» **WHAT YOU NEED TO DO**
Exactly reproduce the lines from the top of the entries below through the line containing "positive clicks: (653, 131) (628, 158)", with both ends included.

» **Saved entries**
━━━━━━━━
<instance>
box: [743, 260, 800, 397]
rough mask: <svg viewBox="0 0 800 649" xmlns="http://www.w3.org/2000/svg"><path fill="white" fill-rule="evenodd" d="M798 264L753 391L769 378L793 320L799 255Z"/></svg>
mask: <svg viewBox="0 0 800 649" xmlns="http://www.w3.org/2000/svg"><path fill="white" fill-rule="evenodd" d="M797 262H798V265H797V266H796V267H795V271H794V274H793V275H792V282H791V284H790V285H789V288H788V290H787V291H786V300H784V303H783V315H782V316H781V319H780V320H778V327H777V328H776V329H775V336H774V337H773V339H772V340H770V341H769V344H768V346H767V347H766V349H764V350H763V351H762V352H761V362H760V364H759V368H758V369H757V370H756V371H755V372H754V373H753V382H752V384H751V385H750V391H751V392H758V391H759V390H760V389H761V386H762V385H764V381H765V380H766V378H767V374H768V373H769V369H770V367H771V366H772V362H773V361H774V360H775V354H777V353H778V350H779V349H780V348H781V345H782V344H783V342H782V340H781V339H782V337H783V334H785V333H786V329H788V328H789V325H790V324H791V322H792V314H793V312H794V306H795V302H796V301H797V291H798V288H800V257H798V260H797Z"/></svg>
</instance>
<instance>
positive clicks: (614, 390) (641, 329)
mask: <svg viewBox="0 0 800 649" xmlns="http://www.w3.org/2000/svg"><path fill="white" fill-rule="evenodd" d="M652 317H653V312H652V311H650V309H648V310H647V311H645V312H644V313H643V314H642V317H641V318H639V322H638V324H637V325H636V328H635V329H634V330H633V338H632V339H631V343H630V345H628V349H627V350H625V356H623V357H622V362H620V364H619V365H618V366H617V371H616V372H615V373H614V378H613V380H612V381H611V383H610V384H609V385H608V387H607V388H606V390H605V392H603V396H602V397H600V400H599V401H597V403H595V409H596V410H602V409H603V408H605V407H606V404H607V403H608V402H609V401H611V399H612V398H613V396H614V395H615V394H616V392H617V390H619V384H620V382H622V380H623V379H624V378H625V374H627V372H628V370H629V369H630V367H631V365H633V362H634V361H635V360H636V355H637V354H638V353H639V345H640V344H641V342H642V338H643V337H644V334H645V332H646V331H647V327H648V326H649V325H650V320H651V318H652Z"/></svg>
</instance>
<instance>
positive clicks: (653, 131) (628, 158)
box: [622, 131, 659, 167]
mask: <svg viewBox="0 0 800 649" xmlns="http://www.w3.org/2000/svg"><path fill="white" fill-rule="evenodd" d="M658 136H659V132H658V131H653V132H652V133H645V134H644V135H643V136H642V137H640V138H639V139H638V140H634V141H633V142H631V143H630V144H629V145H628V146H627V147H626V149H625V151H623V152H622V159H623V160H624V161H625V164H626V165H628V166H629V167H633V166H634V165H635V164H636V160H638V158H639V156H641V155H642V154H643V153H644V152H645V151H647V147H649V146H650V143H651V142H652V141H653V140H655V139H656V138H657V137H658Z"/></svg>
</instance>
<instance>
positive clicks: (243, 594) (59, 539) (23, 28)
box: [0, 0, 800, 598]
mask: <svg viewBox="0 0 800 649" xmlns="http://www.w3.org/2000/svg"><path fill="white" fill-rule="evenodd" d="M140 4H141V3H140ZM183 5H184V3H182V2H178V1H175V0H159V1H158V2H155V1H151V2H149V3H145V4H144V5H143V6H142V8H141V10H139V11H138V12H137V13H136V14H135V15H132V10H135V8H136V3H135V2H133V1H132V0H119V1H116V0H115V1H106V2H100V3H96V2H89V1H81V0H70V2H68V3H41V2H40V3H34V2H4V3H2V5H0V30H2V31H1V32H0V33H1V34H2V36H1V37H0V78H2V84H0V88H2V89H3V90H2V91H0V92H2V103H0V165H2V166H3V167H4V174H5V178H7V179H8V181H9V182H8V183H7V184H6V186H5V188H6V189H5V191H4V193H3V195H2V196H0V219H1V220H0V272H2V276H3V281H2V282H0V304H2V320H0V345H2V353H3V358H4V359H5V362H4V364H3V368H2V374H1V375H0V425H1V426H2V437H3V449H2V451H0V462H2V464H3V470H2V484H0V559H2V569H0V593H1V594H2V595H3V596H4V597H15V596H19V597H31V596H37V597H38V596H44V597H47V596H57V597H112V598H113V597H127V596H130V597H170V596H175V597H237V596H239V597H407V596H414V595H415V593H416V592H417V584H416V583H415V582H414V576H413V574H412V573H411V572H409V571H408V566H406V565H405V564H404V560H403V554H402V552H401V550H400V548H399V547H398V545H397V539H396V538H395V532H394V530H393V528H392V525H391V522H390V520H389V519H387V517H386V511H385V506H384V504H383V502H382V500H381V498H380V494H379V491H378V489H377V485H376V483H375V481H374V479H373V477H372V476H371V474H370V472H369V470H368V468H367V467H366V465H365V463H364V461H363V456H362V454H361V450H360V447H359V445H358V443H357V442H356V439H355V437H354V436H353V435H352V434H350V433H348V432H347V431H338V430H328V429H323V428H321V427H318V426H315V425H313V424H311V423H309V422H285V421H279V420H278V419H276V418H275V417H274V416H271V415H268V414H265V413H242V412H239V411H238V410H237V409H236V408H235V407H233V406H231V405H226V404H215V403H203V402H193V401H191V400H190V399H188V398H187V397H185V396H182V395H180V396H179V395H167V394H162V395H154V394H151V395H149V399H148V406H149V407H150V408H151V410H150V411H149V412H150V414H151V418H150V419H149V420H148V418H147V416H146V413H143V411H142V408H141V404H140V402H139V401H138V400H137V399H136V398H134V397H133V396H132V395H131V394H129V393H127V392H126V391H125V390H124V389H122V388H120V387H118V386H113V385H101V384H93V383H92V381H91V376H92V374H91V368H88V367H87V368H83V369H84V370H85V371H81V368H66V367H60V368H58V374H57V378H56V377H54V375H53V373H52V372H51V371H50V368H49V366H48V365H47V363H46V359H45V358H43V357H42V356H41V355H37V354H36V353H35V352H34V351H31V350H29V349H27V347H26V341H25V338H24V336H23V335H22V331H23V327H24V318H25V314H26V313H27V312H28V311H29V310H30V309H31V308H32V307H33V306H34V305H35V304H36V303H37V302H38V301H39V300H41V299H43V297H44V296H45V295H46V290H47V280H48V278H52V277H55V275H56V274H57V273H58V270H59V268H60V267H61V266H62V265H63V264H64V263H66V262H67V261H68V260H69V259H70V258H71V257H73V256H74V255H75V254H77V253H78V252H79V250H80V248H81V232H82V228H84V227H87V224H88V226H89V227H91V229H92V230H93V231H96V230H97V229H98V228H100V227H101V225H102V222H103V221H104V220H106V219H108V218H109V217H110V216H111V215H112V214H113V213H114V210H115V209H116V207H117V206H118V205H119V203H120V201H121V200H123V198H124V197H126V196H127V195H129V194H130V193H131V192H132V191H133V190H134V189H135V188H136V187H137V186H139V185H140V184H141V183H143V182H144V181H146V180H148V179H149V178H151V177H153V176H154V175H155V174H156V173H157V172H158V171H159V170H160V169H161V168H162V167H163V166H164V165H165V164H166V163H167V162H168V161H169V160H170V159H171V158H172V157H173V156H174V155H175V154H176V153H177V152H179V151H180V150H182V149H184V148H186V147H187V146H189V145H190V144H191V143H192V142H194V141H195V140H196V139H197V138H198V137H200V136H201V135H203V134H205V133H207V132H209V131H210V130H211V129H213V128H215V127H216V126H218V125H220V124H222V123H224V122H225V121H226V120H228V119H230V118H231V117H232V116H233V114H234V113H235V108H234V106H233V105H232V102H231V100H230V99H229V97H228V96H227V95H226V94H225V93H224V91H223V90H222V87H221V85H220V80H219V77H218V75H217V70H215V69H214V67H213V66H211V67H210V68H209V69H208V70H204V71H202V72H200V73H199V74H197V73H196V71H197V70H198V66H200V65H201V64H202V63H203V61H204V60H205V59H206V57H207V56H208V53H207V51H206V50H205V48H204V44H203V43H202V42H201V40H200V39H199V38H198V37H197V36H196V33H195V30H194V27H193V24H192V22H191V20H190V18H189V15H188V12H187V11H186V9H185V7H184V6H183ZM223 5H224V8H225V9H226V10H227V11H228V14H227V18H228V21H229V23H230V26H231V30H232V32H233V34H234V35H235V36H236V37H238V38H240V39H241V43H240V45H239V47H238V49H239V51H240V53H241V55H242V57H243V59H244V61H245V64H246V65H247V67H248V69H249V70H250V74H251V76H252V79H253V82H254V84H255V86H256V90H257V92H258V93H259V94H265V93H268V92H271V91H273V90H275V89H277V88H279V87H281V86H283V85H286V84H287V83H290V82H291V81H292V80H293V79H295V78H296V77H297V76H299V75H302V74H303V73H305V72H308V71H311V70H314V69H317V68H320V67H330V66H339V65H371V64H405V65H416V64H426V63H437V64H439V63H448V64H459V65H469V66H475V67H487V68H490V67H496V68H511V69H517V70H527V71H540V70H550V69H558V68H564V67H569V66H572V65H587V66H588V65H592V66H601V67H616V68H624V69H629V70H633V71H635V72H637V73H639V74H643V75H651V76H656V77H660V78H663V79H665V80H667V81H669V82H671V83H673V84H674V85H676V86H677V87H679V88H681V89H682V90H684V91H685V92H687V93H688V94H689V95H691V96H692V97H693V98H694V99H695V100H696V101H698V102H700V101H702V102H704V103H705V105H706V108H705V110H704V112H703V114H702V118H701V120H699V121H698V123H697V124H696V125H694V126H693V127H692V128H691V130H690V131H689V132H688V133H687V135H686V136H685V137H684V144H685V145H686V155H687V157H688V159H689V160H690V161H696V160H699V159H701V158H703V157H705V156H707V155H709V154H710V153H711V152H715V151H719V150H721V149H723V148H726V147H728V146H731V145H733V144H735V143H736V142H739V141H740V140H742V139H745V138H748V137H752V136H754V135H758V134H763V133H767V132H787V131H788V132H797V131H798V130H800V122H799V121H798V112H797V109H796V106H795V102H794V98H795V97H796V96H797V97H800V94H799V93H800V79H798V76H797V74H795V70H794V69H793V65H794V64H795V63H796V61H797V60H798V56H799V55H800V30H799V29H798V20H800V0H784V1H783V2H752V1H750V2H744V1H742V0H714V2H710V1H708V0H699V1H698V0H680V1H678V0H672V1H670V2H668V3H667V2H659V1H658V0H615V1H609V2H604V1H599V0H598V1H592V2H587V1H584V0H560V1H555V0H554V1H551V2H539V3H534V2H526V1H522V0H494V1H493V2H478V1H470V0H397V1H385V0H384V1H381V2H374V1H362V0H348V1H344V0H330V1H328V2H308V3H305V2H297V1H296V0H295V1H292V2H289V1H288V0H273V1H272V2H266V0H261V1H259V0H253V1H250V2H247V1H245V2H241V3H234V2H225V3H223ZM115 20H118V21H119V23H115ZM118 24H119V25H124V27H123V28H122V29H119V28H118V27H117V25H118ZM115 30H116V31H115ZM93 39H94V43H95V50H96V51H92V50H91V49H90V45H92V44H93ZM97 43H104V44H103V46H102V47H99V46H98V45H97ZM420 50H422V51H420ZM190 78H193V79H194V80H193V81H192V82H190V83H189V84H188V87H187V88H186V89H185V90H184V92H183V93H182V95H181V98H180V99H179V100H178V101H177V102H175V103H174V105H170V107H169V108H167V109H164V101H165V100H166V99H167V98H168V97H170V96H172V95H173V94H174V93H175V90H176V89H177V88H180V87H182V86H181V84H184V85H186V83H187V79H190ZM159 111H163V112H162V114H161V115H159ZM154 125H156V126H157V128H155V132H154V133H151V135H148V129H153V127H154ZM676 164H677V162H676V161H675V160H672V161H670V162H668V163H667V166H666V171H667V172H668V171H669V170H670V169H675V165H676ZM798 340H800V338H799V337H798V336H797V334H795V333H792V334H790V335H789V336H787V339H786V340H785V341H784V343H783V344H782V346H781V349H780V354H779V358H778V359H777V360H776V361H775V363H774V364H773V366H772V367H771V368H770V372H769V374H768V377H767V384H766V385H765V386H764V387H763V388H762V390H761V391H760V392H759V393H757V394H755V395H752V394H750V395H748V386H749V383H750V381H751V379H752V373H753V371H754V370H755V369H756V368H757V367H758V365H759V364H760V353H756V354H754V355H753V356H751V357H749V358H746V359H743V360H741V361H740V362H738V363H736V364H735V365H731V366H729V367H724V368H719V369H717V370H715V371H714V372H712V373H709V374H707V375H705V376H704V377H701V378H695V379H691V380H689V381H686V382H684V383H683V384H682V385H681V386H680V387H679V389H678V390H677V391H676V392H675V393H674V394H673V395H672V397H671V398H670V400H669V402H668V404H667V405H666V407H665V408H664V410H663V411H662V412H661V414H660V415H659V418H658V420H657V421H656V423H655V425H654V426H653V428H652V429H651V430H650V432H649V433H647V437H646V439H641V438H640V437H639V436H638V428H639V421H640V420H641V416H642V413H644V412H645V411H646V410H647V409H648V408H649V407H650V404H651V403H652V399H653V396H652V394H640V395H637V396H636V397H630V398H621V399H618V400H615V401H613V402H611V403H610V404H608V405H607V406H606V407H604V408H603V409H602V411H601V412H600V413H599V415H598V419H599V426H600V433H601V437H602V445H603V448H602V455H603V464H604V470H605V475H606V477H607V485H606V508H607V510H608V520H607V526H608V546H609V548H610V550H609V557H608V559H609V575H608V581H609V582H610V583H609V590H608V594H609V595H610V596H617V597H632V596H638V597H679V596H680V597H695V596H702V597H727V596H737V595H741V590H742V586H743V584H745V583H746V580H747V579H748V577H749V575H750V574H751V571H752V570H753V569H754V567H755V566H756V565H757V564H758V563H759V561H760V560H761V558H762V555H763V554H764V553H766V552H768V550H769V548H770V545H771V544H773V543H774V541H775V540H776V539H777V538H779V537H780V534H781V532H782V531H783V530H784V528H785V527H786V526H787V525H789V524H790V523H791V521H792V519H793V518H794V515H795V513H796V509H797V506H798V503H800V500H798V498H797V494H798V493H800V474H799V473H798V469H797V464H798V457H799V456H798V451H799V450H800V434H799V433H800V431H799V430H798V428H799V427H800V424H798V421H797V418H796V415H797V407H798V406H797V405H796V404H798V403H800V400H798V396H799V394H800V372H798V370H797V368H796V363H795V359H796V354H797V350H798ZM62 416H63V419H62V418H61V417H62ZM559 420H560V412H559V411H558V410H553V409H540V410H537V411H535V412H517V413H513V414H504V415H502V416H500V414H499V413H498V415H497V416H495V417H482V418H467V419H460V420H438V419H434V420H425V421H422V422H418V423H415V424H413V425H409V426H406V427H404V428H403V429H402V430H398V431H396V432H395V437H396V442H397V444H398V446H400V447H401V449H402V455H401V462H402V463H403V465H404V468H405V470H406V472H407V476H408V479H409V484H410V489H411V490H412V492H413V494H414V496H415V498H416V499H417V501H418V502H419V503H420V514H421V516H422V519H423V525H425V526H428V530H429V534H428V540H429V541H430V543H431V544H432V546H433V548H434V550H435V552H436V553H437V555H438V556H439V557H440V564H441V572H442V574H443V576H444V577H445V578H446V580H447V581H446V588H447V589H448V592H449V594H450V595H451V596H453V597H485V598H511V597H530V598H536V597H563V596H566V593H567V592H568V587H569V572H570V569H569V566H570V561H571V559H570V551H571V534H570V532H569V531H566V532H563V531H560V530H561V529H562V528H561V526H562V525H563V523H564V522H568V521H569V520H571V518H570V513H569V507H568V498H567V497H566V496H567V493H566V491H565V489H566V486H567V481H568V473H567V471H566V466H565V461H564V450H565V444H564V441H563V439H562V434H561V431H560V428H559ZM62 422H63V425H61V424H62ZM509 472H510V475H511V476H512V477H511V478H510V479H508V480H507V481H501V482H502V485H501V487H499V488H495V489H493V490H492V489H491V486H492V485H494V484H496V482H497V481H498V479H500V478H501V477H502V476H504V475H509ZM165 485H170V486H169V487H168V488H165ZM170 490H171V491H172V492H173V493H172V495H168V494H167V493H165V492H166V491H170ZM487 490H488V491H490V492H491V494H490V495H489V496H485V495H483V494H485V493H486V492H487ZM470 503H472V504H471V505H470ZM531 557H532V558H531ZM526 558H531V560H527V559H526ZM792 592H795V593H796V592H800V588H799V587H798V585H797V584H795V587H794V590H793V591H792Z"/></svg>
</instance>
━━━━━━━━
» **SOLVED PROBLEM**
<instance>
box: [743, 260, 800, 397]
rough mask: <svg viewBox="0 0 800 649" xmlns="http://www.w3.org/2000/svg"><path fill="white" fill-rule="evenodd" d="M798 264L753 391L769 378L793 320L799 255Z"/></svg>
mask: <svg viewBox="0 0 800 649" xmlns="http://www.w3.org/2000/svg"><path fill="white" fill-rule="evenodd" d="M797 262H798V265H797V266H796V267H795V271H794V274H793V275H792V282H791V284H790V285H789V288H788V290H787V291H786V300H784V303H783V315H782V316H781V319H780V320H778V327H777V328H776V329H775V336H774V337H773V339H772V340H770V341H769V344H768V346H767V347H766V349H764V350H763V351H762V352H761V362H760V364H759V368H758V369H757V370H756V371H755V372H754V373H753V382H752V384H751V385H750V391H751V392H758V391H759V390H760V389H761V386H762V385H764V381H765V380H766V378H767V374H768V373H769V369H770V367H771V366H772V362H773V361H774V360H775V354H777V353H778V350H779V349H780V348H781V345H782V344H783V342H782V340H781V339H782V337H783V334H785V333H786V329H788V328H789V325H790V324H791V322H792V314H793V312H794V306H795V302H796V301H797V291H798V288H800V257H798V260H797Z"/></svg>
</instance>
<instance>
positive clicks: (614, 390) (641, 329)
mask: <svg viewBox="0 0 800 649" xmlns="http://www.w3.org/2000/svg"><path fill="white" fill-rule="evenodd" d="M652 317H653V312H652V311H650V309H648V310H647V311H645V312H644V313H643V314H642V317H641V318H639V322H638V324H637V325H636V328H635V329H634V330H633V338H632V339H631V343H630V345H628V349H627V350H625V356H623V357H622V362H620V364H619V365H618V366H617V371H616V372H615V373H614V378H613V380H612V381H611V383H610V384H609V385H608V387H607V388H606V390H605V392H603V396H602V397H600V400H599V401H597V403H595V409H596V410H602V409H603V408H605V407H606V404H607V403H608V402H609V401H611V399H612V398H613V396H614V395H615V394H616V392H617V390H619V384H620V382H622V380H623V379H624V378H625V374H627V372H628V370H629V369H630V367H631V365H633V362H634V361H635V360H636V355H637V354H638V353H639V345H640V344H641V342H642V338H643V337H644V334H645V332H646V331H647V327H648V326H649V325H650V320H651V318H652Z"/></svg>
</instance>
<instance>
positive clicks: (653, 131) (628, 158)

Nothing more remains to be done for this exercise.